- **Yapılacak iş**
Halkı kin ve düşmanlığa tahrik veya aşağılama suçunu anlatan metni baştan sona, hiçbir değişiklik yapmadan yazın.

- **Seçilen metin**
# # # # #

Halkı kin ve düşmanlığa tahrik veya aşağılama suçu Türk Ceza Kanunu madde 216’da düzenlenmiştir. Cezası 1 yıldan 3 yıla kadar hapis cezasıdır. Şikayete tabi olmayıp re’sen soruşturulup kovuşturulur.
Dava zaman aşımı 8 yıl, ceza zaman aşımı 10 yıldır.
Halkı kin ve düşmanlığa tahrik veya aşağılama suçunun kin ve düşmanlığı tahrik kısmını açıklamak gerekirse, bir kimsenin halkın sosyal sınıf, ırk, din, mezhep veya bölge bakımından farklı özelliklere sahip bir kesimini diğer kesimi aleyhine kin ve düşmanlığa alenen tahrik etmesidir.
Türk Ceza Kanunu ikinci kitap, üçüncü kısım, beşinci bölümde “kamu barışına karşı suçlar” başlığı altında suç işlemeye alenen tahrik, suç ve suçluyu övme suçlarıyla beraber düzenlenmiştir.
Madde Düzenlemesi:
“Halkın sosyal sınıf, ırk, din, mezhep veya bölge bakımından farklı özelliklere sahip bir kesimini, diğer bir kesimi aleyhine kin ve düşmanlığa alenen tahrik eden kimse, bu nedenle kamu güvenliği açısından açık ve yakın bir tehlikenin ortaya çıkması halinde, bir yıldan üç yıla kadar hapis cezası ile cezalandırılır.”
Halkı kin ve düşmanlığa tahrik etme veya aşağılama suçunun faili ceza sorumluluğuna sahip herhangi birisi olabilir. Mağdur ise halkın sosyal sınıf, ırk, din, mezhep veya bölge bakımından farklı özelliklere sahip bir kesimidir. Suçun hareket ögesini kin ve düşmanlığa alenen tahrik etmek oluşturmaktadır. Tahrik, halkın farklı özelliklere sahip bir kesimini, diğer bir kesimi aleyhine kışkırtmak biçiminde olmalıdır. Halkın farklı özelliklere sahip olmayan (aynı özellikteki) kesimlerini birbirini kışkırtmak ile bu suç oluşmaz.

# # # # #

- **Veri listesi**
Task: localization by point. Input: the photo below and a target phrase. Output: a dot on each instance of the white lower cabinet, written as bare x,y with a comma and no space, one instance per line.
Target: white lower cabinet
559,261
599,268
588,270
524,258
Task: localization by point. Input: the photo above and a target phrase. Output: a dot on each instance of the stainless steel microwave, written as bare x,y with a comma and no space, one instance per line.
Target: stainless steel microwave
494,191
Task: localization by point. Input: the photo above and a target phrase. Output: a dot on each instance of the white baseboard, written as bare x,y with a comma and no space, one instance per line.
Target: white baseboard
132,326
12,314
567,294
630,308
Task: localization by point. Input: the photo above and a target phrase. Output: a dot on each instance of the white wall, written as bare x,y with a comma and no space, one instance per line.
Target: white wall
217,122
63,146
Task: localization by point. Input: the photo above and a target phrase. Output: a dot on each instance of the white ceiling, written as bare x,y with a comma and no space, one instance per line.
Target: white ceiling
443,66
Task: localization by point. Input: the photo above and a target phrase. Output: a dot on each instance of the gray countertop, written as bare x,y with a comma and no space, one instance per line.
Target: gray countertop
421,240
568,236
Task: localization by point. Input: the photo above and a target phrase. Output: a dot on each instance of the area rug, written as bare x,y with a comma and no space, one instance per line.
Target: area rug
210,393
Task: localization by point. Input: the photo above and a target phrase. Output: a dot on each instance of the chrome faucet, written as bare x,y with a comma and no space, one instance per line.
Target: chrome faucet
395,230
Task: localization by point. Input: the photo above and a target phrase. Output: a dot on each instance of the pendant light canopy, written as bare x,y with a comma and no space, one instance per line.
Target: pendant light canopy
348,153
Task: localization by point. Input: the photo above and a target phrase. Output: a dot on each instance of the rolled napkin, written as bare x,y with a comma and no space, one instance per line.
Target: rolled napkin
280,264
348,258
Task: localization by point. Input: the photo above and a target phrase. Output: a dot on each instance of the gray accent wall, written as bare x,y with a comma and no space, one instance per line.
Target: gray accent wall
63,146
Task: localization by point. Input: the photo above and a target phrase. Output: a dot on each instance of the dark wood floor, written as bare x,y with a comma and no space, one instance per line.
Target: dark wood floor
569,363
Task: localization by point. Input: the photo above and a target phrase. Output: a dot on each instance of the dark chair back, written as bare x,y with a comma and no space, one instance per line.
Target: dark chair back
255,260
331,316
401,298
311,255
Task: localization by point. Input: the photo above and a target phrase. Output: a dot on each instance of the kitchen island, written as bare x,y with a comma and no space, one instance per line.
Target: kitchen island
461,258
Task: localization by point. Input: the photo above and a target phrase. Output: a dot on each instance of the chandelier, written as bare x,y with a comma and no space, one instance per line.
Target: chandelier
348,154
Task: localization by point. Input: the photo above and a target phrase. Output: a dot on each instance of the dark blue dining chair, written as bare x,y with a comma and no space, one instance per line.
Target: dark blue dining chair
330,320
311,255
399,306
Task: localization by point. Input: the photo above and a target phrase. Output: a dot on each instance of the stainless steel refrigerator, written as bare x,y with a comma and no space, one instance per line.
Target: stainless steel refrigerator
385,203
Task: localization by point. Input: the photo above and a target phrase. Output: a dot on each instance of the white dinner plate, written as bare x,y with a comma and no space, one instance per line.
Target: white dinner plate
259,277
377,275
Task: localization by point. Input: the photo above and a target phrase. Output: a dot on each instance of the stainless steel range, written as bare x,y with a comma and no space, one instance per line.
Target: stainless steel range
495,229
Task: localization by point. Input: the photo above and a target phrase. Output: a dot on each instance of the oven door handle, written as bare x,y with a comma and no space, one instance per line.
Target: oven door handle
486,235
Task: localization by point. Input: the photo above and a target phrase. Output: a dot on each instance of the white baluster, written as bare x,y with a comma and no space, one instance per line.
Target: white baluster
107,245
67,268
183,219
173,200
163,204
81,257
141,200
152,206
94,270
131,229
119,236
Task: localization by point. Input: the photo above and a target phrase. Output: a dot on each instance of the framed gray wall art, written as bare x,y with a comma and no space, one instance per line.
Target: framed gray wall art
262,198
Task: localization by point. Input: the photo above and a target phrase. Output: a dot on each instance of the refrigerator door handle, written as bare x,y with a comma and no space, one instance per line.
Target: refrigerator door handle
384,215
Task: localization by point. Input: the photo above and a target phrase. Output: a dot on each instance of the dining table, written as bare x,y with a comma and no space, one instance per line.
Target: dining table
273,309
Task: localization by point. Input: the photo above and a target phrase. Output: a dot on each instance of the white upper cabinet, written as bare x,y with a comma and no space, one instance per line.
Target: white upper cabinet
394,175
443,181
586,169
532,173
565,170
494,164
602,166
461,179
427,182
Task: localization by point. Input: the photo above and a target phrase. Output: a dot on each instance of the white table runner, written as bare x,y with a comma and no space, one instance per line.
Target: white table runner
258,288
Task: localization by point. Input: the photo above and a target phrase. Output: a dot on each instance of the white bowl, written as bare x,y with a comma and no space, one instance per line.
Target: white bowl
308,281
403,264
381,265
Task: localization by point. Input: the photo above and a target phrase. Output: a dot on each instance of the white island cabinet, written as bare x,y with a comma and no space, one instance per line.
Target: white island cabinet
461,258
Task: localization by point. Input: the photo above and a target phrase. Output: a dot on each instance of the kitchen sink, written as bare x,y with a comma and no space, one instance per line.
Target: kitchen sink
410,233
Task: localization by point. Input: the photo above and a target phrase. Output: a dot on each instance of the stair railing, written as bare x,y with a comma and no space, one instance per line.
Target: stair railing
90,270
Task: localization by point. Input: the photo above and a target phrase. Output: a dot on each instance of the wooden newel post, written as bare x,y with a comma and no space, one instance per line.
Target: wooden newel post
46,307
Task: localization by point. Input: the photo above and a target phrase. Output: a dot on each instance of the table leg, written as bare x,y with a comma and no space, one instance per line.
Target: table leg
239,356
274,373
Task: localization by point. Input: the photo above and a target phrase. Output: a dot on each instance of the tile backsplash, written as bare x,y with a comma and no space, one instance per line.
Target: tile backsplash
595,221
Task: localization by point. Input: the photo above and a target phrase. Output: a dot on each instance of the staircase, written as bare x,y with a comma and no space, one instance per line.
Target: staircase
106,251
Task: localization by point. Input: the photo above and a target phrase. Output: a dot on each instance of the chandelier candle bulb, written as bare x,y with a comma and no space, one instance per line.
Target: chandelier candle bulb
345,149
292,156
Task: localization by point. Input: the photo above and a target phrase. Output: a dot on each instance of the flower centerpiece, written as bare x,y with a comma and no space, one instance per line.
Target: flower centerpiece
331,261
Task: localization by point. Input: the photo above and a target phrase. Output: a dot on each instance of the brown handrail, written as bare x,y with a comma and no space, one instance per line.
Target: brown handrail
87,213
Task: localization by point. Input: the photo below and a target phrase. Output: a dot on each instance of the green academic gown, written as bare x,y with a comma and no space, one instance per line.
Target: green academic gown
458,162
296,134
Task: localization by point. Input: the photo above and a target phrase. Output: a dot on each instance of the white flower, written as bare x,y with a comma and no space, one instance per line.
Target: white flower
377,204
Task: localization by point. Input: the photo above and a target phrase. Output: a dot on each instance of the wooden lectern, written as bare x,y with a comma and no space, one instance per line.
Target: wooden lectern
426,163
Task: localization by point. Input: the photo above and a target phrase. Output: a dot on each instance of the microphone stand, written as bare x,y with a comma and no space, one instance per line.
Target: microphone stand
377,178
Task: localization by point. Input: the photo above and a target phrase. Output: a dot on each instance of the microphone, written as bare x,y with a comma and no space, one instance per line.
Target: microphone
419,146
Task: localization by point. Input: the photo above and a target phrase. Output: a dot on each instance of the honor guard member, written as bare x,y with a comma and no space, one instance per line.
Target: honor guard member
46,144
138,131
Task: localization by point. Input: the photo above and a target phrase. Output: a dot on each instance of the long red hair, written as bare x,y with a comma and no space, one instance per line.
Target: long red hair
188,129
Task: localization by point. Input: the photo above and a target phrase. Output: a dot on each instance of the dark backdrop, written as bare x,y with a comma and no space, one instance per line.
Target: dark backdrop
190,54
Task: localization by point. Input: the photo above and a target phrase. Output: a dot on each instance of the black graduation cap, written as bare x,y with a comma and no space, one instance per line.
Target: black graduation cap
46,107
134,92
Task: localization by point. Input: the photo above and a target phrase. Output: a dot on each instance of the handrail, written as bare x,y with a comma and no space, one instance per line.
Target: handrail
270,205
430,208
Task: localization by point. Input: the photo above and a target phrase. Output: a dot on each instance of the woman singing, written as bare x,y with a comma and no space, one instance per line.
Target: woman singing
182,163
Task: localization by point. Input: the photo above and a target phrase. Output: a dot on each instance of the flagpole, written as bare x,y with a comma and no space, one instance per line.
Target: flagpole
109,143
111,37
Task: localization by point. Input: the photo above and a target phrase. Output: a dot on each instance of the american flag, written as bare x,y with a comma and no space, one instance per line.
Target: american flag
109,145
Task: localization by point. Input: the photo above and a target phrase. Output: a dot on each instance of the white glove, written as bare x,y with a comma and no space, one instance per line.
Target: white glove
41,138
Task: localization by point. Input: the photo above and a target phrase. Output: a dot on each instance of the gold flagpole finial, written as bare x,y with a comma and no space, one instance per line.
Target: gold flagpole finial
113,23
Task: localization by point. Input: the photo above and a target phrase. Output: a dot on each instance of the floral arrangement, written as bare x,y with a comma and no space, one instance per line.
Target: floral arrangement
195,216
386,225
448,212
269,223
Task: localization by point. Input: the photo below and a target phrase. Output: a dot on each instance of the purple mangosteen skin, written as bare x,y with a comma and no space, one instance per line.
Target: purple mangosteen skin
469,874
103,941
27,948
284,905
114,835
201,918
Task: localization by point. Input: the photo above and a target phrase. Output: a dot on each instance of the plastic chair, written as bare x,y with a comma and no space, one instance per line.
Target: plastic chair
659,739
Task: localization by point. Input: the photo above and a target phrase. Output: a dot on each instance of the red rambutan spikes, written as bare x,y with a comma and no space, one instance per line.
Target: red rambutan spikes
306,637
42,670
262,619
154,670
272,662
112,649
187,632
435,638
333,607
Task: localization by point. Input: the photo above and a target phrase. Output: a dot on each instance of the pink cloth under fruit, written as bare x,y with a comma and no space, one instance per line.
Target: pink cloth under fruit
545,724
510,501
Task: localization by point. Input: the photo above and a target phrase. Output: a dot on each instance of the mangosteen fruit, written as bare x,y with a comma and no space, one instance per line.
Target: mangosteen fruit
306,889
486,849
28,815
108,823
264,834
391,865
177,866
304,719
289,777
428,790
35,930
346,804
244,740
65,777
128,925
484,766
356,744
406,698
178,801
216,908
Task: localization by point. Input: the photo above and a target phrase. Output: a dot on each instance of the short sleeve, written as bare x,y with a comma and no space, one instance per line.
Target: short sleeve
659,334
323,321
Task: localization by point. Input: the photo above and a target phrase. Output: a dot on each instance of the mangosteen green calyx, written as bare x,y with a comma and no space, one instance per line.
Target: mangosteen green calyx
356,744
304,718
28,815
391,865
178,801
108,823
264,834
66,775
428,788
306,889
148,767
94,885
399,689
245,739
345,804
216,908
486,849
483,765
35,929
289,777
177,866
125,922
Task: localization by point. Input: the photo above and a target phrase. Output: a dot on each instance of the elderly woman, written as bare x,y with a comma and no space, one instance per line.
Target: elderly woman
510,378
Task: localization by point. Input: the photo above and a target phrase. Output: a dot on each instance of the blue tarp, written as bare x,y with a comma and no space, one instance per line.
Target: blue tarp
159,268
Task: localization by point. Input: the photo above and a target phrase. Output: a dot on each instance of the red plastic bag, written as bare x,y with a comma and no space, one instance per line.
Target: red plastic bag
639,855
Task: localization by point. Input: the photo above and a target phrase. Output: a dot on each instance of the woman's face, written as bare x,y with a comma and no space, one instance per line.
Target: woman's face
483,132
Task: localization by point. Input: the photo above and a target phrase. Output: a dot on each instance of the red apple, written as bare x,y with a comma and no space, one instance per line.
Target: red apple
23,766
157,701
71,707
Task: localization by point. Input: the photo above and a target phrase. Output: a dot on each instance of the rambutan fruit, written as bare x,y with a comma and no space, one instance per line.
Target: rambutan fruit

# # # # #

- **Alıştırmanın yanıtı**
Halkı kin ve düşmanlığa tahrik veya aşağılama suçu Türk Ceza Kanunu madde 216’da düzenlenmiştir. Cezası 1 yıldan 3 yıla kadar hapis cezasıdır. Şikayete tabi olmayıp re’sen soruşturulup kovuşturulur.
Dava zaman aşımı 8 yıl, ceza zaman aşımı 10 yıldır.
Halkı kin ve düşmanlığa tahrik veya aşağılama suçunun kin ve düşmanlığı tahrik kısmını açıklamak gerekirse, bir kimsenin halkın sosyal sınıf, ırk, din, mezhep veya bölge bakımından farklı özelliklere sahip bir kesimini diğer kesimi aleyhine kin ve düşmanlığa alenen tahrik etmesidir.
Türk Ceza Kanunu ikinci kitap, üçüncü kısım, beşinci bölümde “kamu barışına karşı suçlar” başlığı altında suç işlemeye alenen tahrik, suç ve suçluyu övme suçlarıyla beraber düzenlenmiştir.
Madde Düzenlemesi:
“Halkın sosyal sınıf, ırk, din, mezhep veya bölge bakımından farklı özelliklere sahip bir kesimini, diğer bir kesimi aleyhine kin ve düşmanlığa alenen tahrik eden kimse, bu nedenle kamu güvenliği açısından açık ve yakın bir tehlikenin ortaya çıkması halinde, bir yıldan üç yıla kadar hapis cezası ile cezalandırılır.”
Halkı kin ve düşmanlığa tahrik etme veya aşağılama suçunun faili ceza sorumluluğuna sahip herhangi birisi olabilir. Mağdur ise halkın sosyal sınıf, ırk, din, mezhep veya bölge bakımından farklı özelliklere sahip bir kesimidir. Suçun hareket ögesini kin ve düşmanlığa alenen tahrik etmek oluşturmaktadır. Tahrik, halkın farklı özelliklere sahip bir kesimini, diğer bir kesimi aleyhine kışkırtmak biçiminde olmalıdır. Halkın farklı özelliklere sahip olmayan (aynı özellikteki) kesimlerini birbirini kışkırtmak ile bu suç oluşmaz.